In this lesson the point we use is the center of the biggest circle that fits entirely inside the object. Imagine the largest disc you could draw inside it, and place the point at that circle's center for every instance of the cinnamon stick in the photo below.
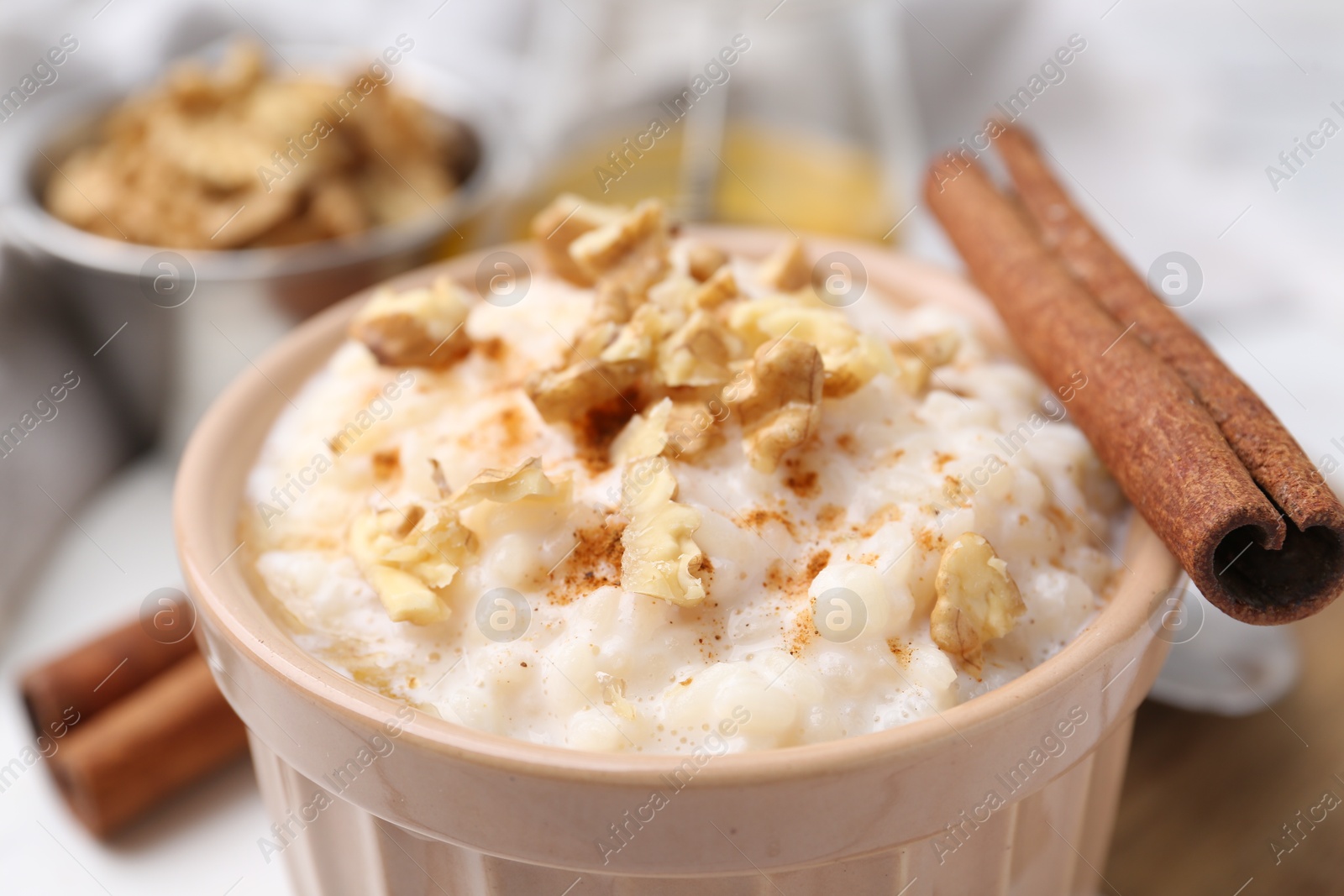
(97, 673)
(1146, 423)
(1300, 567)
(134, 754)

--

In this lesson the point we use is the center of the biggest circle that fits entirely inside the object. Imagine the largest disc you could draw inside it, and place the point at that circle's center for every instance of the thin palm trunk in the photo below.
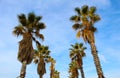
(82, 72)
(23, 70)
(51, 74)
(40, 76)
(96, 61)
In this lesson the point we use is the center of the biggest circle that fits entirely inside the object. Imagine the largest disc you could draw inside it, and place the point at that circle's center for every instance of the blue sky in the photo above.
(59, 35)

Instruction: Pull out every line of the data above that contains the string "below", treating uppercase and lowercase as different.

Reply:
In this lesson the point we use is the center of the biggest circle that fits entirely inside the object. Imagine the largest disc you could draw inside it, and place the point at that circle's center for every instance of the cinnamon stick in the photo below.
In this lesson the point we use is the center of the biggest circle that fits entirely inside the object. Imagine the largest disc you could draw inside it, and place the point at that circle's center for every instance of the thin palm trunk in the photo below.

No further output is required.